>> start

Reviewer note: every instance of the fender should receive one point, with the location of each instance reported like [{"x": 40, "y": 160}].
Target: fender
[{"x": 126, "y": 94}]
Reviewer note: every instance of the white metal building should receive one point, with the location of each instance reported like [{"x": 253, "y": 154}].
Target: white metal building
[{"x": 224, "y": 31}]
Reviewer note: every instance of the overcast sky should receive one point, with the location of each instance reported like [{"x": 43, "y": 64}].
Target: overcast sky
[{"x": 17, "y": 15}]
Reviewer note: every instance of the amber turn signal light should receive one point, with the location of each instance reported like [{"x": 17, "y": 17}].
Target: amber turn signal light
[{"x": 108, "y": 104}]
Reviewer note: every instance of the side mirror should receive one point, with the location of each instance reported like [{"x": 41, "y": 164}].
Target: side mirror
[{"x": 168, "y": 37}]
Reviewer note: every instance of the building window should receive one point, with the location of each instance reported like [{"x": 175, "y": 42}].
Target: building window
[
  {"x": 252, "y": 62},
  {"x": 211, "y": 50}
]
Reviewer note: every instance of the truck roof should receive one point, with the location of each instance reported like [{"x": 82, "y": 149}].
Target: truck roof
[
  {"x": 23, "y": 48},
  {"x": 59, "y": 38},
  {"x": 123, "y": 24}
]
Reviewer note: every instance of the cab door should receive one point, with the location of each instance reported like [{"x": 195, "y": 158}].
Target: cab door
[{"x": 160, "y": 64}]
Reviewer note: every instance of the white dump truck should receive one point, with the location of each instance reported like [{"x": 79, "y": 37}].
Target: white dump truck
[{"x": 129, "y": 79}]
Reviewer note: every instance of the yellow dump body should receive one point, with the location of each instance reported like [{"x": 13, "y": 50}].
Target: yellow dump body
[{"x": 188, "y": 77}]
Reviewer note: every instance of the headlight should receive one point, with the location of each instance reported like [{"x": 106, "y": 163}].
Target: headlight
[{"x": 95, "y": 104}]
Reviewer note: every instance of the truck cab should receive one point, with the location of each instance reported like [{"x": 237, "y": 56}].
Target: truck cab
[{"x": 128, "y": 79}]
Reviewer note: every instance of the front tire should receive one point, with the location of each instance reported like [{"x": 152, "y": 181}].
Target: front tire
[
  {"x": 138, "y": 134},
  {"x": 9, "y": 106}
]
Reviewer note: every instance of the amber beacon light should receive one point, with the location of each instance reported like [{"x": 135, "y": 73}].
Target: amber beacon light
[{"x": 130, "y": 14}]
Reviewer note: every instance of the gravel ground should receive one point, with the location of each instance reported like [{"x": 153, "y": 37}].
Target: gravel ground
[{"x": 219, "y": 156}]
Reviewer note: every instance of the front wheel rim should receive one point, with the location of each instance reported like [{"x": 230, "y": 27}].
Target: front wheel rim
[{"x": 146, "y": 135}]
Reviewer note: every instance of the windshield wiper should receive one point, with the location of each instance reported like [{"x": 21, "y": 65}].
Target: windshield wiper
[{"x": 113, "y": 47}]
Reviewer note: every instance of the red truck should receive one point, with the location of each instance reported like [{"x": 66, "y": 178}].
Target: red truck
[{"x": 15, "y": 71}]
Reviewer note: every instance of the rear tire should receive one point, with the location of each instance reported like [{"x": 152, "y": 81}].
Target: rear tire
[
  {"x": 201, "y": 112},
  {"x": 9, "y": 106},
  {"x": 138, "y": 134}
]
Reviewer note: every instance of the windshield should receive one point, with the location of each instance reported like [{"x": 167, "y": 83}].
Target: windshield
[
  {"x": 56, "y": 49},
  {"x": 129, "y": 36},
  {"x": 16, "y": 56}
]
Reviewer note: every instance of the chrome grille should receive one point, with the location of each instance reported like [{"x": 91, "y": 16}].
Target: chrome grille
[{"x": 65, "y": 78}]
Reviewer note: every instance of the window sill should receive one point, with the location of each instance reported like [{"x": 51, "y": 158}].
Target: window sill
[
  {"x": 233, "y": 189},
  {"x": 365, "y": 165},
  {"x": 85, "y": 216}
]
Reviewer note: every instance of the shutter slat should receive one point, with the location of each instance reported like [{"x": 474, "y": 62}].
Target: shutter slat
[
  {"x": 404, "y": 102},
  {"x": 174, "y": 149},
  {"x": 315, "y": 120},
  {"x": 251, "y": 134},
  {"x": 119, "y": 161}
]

>> end
>> start

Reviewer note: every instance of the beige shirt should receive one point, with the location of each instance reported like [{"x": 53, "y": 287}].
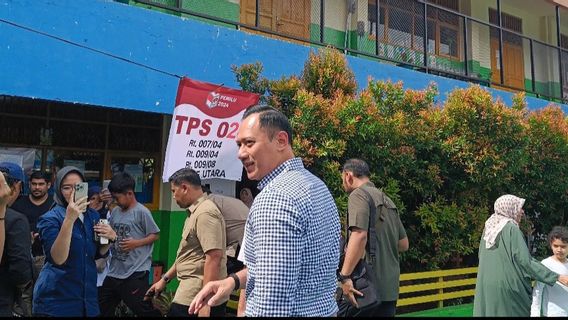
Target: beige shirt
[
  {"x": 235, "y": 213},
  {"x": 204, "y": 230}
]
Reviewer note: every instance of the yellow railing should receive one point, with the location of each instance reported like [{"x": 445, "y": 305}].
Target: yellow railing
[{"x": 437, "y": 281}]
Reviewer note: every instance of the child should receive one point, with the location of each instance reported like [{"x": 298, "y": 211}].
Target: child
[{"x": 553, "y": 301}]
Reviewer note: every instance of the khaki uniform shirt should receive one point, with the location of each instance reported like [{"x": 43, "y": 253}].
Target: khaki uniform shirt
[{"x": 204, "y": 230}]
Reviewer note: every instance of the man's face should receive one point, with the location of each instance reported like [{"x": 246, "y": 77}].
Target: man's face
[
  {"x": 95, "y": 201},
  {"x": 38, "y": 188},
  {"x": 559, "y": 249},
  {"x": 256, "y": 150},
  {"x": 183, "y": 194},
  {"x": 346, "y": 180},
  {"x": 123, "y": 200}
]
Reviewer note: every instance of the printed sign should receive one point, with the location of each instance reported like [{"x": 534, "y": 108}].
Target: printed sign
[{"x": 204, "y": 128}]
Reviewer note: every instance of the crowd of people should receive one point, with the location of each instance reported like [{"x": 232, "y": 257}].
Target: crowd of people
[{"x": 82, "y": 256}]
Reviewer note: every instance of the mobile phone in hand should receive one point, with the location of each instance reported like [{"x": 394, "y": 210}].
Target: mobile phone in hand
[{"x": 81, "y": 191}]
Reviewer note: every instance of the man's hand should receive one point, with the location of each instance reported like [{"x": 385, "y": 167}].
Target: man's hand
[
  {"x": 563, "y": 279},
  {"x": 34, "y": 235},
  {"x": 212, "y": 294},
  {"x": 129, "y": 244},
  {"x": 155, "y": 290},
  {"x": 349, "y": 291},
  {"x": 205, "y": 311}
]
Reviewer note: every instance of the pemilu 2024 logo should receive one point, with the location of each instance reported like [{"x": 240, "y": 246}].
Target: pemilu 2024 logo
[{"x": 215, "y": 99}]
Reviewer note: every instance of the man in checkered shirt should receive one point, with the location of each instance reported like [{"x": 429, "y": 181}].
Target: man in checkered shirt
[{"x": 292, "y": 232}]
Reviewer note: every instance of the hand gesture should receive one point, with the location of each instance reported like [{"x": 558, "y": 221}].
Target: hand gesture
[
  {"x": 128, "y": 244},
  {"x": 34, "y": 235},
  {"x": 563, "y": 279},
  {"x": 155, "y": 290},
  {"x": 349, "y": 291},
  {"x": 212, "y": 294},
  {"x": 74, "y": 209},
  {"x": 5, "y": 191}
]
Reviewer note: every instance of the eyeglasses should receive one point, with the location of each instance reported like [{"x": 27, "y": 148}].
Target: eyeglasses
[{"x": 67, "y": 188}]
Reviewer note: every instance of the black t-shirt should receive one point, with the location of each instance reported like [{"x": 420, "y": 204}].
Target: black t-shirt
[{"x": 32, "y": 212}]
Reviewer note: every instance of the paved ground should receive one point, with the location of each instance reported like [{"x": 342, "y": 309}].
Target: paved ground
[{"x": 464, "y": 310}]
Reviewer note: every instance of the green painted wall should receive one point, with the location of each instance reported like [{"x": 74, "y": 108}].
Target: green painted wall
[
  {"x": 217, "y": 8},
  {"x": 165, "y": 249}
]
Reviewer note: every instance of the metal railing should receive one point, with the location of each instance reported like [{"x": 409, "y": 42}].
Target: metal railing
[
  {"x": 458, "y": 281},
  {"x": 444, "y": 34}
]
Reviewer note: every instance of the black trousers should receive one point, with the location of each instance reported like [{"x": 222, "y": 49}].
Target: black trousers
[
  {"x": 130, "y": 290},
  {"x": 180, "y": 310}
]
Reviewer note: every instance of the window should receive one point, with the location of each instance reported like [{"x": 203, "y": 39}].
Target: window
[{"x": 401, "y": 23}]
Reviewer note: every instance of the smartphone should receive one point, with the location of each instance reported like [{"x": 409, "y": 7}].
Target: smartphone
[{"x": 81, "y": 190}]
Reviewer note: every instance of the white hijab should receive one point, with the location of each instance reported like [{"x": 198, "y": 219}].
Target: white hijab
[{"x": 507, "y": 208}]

>> end

- **Exercise objective**:
Give only the number of lines in the records above that contain the string "printed", matching case exactly.

- **Exercise output**:
2